It’s exactly the same with more complex activities like art, music and higher mathematics. Your successes determine the method you’ll use to keep developing. Other masteries not only tell you that you have the intellectual tools necessary to take on the challenge, but that you have a method of learning that works.
Notice that I’ve not said a word about talent here. It’s the most overrated quality in success. Thomas Edison was entirely right when he said, “Genius is one percent inspiration, ninety-nine percent perspiration.” Now get to work!

The pernicious practice of ‘feedback’

Ditch it, says a business consultant. We artists could learn something from him.
Blizzard, by Carol L. Douglas. We all want to be outside, so my students painted out the windows yesterday. I’ve done that a few times myself!

One of my students just came back from wintering in Australia. We’ve been practicing formal analysis in her absence. That means we consider a painting on the basis of its formal structure. This isn’t a like-vs-dislike process, but rather an objective one, talking about how the painter uses various techniques to advance his goals.

The protocol for criticism in my studio has always been the sandwich rule. We begin by pointing out something the person did well. We then discuss what might have been handled differently. We finish by pointing out something else that the person did well, so that each session ends on a positive note.
Snow squall, by Carol L. Douglas
This method has been mocked as “fluffy bun—meat—fluffy bun,” but that misses the point. Most people are all too aware of their failures and not aware of their strengths. Catch them doing something right and they’re likely to repeat it.
Since I hadn’t given my wanderer adequate instruction, she was lost. It didn’t help that the painting we were analyzing (by another student) was a stunner. It was all too easy to gush.
There’s nothing wrong with that, and we’ll continue to use the sandwich rule for our critique sessions. My goal in practicing academic criticism with them was different. I wanted to them to start seeing how form, shape, repetition and rhythm work together in painting. But I also wanted to take the judgment out of looking at art.
Tree line, by Carol L. Douglas
The Feedback Fallacy—an article that’s about to be released as a book—takes aim at the pernicious practice of feedback. Marcus Buckinghamwrites for a business audience, but what he has to say is applicable to the arts, in schools, and in families. He says our culture of criticism as based on three lies: 

  • The best way to help you is to show you something you’re too blind to see for yourself;
  • Learning is like filling an empty vessel—you lack abilities and it’s up to someone else to teach you;
  • Great performance is universal and measurable. Once defined, it can be transferred from one person to another, regardless of the recipient’s strengths and weaknesses.

Recorded data

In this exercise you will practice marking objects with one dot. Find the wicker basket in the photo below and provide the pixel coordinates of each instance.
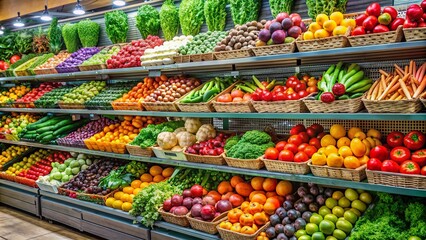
(286, 167)
(396, 179)
(233, 54)
(355, 175)
(208, 227)
(323, 43)
(171, 218)
(138, 151)
(275, 49)
(415, 34)
(338, 106)
(231, 235)
(393, 106)
(377, 38)
(244, 163)
(63, 105)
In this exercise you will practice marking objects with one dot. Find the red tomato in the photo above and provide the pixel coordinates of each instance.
(295, 139)
(310, 150)
(291, 146)
(286, 155)
(271, 153)
(315, 142)
(301, 157)
(280, 145)
(302, 147)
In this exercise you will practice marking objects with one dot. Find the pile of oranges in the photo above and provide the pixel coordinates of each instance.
(123, 200)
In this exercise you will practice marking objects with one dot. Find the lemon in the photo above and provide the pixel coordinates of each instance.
(337, 17)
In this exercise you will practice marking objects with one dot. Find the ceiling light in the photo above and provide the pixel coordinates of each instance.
(18, 22)
(119, 3)
(45, 16)
(78, 10)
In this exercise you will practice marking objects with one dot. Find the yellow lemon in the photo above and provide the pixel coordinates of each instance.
(321, 18)
(322, 33)
(339, 31)
(329, 25)
(308, 35)
(337, 17)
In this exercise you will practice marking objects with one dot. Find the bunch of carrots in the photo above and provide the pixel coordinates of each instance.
(408, 83)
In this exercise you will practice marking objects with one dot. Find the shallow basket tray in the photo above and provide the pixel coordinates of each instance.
(231, 235)
(233, 54)
(393, 106)
(377, 38)
(355, 175)
(215, 160)
(171, 218)
(244, 163)
(138, 151)
(338, 106)
(208, 227)
(63, 105)
(396, 179)
(415, 34)
(275, 49)
(286, 167)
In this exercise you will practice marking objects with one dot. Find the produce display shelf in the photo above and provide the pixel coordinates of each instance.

*Task objective:*
Reproduce word for word the passage of the text on art critique and feedback that begins at "It’s exactly the" and stops after "get to work!".

*Expected answer:*
It’s exactly the same with more complex activities like art, music and higher mathematics. Your successes determine the method you’ll use to keep developing. Other masteries not only tell you that you have the intellectual tools necessary to take on the challenge, but that you have a method of learning that works.
Notice that I’ve not said a word about talent here. It’s the most overrated quality in success. Thomas Edison was entirely right when he said, “Genius is one percent inspiration, ninety-nine percent perspiration.” Now get to work!